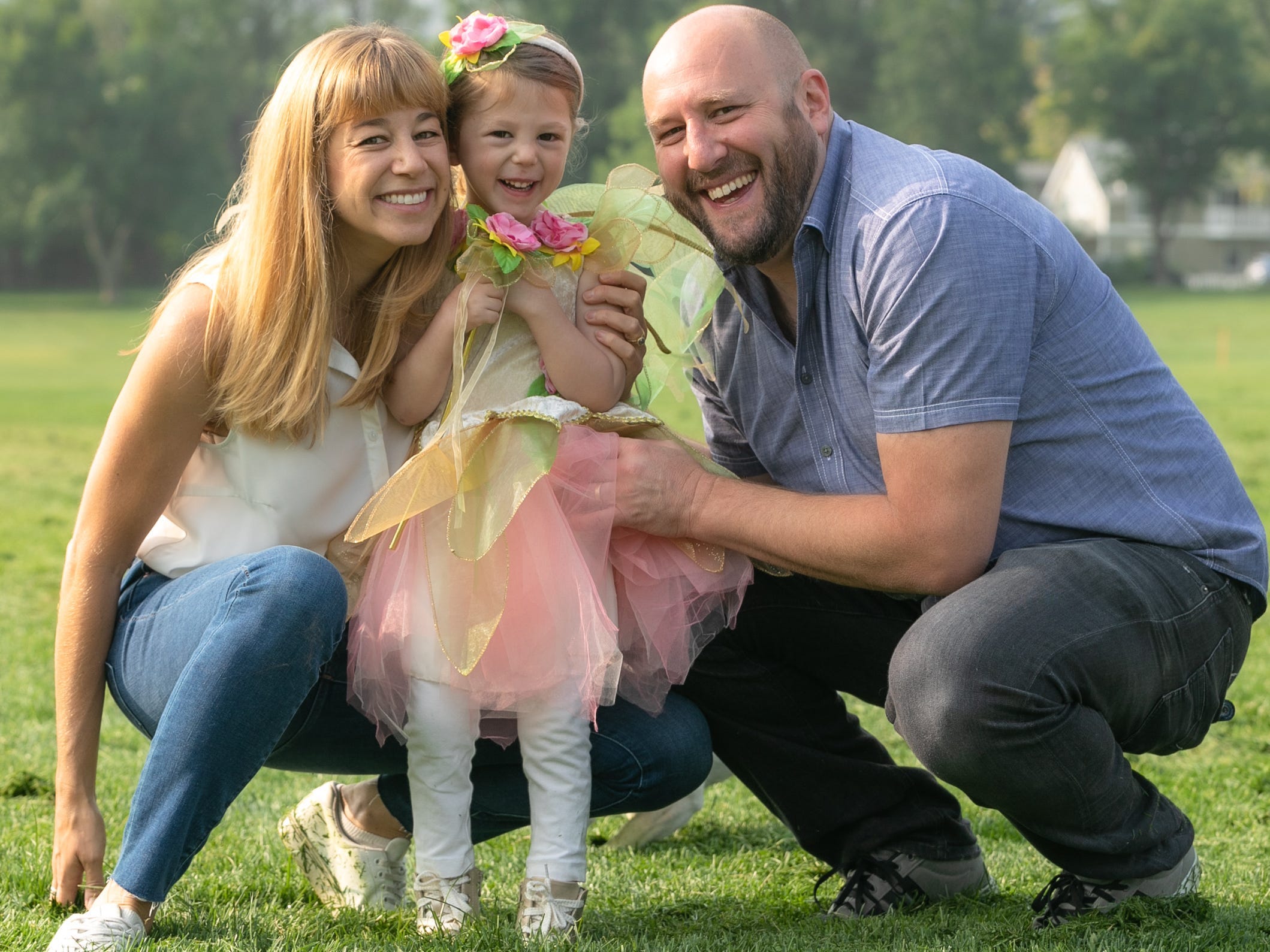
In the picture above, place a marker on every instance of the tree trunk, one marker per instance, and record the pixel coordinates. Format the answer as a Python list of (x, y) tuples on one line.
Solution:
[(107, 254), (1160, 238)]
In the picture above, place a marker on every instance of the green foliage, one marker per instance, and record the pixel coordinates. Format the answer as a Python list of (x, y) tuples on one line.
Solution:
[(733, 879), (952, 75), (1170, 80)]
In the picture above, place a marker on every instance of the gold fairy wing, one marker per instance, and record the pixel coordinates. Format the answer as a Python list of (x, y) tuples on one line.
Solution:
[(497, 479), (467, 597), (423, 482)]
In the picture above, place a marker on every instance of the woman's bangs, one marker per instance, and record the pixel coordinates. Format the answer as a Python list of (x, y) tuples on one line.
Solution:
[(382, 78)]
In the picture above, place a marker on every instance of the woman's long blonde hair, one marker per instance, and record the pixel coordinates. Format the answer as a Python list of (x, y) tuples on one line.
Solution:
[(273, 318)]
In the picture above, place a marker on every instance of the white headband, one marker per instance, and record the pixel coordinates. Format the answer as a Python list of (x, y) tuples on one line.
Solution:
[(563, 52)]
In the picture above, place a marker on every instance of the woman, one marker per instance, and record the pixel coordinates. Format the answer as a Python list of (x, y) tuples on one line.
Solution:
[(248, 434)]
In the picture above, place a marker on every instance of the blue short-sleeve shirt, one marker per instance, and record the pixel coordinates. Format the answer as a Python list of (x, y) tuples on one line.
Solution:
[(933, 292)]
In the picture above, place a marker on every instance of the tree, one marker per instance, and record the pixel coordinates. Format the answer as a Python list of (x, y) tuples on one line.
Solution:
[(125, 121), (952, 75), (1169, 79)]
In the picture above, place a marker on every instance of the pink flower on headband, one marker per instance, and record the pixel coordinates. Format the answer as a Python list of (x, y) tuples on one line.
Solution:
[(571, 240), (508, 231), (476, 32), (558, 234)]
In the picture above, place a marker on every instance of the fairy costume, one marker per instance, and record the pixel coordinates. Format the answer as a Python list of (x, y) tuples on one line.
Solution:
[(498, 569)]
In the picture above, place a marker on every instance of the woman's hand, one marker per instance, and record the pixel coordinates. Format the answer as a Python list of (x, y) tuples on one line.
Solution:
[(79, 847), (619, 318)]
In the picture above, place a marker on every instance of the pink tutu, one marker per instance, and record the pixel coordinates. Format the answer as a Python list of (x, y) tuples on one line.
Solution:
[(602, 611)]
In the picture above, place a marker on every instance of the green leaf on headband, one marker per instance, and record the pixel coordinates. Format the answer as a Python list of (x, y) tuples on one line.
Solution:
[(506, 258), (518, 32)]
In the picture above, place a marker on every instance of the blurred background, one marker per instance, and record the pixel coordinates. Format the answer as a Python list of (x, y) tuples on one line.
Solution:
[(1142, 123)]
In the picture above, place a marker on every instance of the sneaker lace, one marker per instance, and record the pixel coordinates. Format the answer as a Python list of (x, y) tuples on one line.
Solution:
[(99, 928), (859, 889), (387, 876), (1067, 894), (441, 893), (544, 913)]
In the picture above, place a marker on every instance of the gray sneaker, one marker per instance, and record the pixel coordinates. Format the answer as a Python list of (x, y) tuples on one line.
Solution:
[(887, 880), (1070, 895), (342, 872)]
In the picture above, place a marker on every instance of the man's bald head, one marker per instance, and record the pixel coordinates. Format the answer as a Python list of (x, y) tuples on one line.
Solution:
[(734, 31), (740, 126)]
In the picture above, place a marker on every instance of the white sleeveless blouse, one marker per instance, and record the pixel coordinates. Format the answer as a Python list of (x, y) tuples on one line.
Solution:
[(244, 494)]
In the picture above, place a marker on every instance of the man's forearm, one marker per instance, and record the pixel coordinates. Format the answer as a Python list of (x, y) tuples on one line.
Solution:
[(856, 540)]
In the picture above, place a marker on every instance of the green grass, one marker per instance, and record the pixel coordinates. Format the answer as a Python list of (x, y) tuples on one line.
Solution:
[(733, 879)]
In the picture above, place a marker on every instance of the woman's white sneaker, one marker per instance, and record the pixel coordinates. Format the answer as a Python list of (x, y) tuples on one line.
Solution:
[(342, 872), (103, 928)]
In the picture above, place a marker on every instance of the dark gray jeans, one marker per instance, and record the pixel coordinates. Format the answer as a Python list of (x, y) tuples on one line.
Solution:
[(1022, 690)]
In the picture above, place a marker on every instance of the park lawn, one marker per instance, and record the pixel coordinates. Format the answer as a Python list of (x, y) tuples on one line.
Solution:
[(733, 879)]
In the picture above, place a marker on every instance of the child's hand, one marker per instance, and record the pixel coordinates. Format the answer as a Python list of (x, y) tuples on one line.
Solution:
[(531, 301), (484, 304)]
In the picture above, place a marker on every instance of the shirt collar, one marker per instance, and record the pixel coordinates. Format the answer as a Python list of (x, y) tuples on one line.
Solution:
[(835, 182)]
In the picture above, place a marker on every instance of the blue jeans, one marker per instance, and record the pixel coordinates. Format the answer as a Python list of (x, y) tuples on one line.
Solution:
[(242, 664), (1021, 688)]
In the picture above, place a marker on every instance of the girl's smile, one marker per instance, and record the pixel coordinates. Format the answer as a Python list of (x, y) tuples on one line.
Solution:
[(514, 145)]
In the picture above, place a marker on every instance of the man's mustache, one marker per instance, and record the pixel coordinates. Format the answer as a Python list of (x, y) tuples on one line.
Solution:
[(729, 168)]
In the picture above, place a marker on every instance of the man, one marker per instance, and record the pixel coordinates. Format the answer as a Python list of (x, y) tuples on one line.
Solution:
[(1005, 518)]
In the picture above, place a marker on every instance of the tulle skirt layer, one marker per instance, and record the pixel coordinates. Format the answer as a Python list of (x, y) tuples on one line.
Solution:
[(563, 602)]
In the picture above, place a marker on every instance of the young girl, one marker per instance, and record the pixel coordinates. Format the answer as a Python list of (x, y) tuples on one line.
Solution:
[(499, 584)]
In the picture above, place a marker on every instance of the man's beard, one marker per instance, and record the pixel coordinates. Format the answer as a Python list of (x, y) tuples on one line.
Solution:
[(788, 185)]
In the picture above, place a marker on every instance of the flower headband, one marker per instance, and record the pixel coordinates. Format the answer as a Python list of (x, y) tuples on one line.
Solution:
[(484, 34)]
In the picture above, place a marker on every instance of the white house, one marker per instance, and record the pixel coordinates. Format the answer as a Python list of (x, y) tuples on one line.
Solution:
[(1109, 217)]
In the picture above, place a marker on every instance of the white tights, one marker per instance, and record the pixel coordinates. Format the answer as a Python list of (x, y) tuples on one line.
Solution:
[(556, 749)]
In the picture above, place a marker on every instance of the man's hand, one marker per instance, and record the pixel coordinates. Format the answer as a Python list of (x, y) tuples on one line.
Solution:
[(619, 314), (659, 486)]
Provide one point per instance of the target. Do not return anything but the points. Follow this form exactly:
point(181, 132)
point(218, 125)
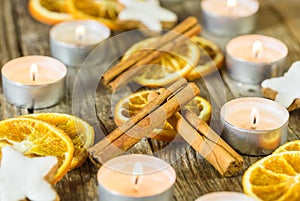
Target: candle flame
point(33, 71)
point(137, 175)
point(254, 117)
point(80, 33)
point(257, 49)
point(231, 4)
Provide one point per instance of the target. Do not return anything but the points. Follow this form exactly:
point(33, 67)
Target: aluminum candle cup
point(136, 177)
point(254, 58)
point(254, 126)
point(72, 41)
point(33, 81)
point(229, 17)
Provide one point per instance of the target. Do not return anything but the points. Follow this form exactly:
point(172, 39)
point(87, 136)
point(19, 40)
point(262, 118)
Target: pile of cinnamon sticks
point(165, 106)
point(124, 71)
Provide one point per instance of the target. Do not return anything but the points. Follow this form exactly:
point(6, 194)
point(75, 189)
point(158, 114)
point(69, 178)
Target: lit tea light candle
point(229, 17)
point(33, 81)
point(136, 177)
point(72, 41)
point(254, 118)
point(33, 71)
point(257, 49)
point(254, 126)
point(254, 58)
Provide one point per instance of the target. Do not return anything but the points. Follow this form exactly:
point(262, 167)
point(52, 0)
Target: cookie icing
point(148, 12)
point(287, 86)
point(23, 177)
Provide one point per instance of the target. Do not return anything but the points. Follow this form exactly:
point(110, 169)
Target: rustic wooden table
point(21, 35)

**Work order**
In the listing above, find every line with the word "gray" and copy it.

**Output**
In the picture above, place a marker on every instance of the gray sneaker, one marker per instance, and record the pixel coordinates. Format the answer as a Python list of (x, y) tuples on one line.
In the picture above, place a marker on every instance of the dark gray jeans, one marker per instance, and record the pixel coordinates. Format the answer as a Python list of (x, y) tuples on one line.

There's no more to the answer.